◆ TO DO
Which lines in the items contain the word "chimney"? Extract each of them.

◆ EXCERPTED DATA
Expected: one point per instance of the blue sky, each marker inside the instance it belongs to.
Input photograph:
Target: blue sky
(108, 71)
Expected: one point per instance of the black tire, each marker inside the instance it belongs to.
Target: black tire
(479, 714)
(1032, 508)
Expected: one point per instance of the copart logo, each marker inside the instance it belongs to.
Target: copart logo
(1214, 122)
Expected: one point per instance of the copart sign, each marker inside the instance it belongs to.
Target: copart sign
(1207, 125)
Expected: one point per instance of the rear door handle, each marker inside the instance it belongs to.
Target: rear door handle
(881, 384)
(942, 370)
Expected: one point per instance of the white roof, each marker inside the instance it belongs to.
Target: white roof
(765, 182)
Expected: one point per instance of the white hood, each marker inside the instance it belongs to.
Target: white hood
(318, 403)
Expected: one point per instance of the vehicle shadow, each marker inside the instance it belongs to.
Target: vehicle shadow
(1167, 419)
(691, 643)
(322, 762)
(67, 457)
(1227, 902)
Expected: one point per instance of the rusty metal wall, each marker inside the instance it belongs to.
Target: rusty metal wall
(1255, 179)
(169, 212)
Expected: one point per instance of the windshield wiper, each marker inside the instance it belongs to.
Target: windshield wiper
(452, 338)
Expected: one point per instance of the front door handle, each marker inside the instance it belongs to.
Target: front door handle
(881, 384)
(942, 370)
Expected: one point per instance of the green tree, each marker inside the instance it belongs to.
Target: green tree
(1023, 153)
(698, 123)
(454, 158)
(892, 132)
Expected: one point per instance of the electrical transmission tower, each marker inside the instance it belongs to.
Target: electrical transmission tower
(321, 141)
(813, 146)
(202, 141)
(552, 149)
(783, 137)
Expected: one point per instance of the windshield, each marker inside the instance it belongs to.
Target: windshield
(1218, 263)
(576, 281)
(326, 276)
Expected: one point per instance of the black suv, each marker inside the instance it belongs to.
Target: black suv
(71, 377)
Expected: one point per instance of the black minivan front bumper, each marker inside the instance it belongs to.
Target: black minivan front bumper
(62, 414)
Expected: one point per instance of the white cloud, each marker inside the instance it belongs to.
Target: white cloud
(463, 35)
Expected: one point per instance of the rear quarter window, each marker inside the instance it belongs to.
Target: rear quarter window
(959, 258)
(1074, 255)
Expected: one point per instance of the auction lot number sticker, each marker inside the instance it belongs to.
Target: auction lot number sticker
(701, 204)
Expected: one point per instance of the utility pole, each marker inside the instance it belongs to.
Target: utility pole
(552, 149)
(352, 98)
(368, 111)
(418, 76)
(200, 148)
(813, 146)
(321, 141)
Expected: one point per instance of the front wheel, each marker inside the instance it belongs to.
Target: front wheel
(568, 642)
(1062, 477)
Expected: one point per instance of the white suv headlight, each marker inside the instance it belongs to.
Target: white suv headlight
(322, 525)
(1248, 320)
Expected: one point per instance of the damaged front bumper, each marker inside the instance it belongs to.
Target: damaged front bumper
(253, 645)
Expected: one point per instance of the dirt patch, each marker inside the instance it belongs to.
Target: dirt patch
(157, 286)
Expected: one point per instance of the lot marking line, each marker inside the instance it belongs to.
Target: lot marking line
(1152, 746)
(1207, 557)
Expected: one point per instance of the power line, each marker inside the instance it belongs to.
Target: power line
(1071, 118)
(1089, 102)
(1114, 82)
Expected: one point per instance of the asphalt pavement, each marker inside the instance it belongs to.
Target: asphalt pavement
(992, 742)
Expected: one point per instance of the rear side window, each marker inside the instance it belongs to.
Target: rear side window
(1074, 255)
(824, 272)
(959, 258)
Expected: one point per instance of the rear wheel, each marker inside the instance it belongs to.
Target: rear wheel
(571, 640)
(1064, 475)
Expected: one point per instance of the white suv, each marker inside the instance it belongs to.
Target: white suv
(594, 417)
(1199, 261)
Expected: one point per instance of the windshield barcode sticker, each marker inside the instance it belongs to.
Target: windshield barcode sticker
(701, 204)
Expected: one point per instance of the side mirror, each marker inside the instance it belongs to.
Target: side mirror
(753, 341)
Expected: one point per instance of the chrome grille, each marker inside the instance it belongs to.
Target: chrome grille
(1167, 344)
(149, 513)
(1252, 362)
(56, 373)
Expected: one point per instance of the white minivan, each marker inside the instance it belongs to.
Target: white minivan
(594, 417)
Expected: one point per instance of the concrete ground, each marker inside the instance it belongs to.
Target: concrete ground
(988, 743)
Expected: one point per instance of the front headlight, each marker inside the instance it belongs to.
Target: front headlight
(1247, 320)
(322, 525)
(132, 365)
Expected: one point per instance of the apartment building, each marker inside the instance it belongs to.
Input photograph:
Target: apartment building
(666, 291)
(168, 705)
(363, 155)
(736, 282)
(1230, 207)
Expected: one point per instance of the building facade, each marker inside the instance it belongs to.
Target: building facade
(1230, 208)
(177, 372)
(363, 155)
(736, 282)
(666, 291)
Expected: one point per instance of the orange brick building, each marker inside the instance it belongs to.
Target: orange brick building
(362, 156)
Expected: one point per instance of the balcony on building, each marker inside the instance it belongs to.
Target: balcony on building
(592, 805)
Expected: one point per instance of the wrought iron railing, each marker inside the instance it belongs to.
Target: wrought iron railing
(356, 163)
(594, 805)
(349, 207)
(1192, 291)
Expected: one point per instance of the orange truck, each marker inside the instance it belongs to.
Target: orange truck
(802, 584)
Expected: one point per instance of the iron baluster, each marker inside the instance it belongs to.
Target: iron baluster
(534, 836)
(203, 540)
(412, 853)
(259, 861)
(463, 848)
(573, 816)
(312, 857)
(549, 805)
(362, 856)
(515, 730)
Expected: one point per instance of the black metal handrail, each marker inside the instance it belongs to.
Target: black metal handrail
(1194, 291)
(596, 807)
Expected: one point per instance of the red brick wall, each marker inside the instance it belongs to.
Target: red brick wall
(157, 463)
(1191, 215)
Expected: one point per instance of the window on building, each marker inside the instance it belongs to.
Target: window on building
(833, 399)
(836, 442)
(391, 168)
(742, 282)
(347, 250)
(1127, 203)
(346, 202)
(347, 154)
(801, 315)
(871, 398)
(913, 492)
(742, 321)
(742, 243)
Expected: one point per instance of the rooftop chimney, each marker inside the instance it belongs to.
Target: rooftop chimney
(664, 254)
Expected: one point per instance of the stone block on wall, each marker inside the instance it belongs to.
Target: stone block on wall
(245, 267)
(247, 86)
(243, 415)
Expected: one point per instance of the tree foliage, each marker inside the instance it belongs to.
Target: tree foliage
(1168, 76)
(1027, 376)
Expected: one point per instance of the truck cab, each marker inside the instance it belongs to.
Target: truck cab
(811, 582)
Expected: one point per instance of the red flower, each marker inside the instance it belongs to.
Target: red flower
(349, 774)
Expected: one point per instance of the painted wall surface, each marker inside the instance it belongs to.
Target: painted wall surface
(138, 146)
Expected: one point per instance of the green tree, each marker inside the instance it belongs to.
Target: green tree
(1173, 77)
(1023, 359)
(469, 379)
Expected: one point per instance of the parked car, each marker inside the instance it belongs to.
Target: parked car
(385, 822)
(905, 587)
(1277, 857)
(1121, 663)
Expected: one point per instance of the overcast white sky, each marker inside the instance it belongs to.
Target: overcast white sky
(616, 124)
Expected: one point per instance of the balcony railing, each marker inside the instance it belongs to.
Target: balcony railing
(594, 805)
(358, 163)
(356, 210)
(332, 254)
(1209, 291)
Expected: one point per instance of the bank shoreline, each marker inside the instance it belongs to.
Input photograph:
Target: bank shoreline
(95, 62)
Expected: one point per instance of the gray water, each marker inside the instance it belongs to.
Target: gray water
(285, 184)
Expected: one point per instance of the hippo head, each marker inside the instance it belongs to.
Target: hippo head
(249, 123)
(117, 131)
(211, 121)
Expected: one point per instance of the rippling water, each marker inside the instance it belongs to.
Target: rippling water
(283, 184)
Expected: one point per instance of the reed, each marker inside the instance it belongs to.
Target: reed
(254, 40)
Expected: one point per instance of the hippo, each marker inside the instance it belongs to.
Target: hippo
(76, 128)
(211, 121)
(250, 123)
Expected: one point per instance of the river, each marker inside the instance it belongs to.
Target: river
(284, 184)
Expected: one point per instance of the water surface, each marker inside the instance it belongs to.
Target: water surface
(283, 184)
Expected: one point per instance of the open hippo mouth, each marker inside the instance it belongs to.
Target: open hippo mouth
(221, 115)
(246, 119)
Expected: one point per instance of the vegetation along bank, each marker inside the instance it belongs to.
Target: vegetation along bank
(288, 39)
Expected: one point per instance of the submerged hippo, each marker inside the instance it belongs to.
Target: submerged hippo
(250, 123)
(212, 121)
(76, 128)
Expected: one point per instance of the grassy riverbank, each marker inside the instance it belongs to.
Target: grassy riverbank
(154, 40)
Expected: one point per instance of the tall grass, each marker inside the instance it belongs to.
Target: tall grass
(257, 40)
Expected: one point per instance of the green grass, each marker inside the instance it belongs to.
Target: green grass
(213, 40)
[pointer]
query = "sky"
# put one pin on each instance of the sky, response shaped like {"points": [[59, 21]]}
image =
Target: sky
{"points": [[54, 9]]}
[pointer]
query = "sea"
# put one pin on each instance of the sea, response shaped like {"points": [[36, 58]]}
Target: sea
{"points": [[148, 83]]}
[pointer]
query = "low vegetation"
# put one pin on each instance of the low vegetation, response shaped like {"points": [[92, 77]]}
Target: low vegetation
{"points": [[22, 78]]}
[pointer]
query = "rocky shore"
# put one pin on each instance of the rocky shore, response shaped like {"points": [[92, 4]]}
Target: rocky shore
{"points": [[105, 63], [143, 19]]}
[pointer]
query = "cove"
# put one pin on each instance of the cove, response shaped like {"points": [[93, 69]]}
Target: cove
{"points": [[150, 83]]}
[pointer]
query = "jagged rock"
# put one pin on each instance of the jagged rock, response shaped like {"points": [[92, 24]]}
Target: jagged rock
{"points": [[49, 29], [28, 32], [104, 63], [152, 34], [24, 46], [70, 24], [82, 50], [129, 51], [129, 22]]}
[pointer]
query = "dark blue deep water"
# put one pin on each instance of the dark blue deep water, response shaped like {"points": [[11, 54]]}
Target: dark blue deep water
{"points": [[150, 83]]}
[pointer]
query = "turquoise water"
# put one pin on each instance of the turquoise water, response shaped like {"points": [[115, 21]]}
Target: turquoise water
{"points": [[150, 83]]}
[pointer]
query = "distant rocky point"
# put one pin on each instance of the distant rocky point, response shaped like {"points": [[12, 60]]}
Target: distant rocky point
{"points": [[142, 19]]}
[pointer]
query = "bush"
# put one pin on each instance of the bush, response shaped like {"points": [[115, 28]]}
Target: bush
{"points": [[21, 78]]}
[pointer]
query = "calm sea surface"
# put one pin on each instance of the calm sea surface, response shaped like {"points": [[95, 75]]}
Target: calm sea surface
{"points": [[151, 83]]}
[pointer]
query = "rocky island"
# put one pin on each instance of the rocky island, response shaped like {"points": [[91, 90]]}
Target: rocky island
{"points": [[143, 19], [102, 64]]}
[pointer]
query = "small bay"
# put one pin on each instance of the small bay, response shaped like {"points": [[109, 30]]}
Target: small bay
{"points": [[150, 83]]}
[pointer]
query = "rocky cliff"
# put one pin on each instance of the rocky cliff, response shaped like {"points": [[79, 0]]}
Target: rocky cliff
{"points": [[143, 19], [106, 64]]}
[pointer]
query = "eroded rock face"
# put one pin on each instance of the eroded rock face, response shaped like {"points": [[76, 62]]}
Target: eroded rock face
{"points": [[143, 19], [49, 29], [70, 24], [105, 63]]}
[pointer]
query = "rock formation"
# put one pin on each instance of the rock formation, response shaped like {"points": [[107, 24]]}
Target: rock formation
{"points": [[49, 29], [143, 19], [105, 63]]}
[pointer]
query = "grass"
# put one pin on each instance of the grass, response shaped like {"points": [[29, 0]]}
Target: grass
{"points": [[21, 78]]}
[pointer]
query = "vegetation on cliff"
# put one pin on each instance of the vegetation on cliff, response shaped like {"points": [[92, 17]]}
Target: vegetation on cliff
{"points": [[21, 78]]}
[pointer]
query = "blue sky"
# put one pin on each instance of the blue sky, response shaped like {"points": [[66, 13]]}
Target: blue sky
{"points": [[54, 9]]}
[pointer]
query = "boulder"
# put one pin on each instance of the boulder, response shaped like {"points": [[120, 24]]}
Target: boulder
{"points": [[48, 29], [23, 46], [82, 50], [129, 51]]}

◆ SOLUTION TO THIS EXERCISE
Expected: one point per instance of the rooftop chimney, each marker inside the instance it belongs to.
Target: rooftop chimney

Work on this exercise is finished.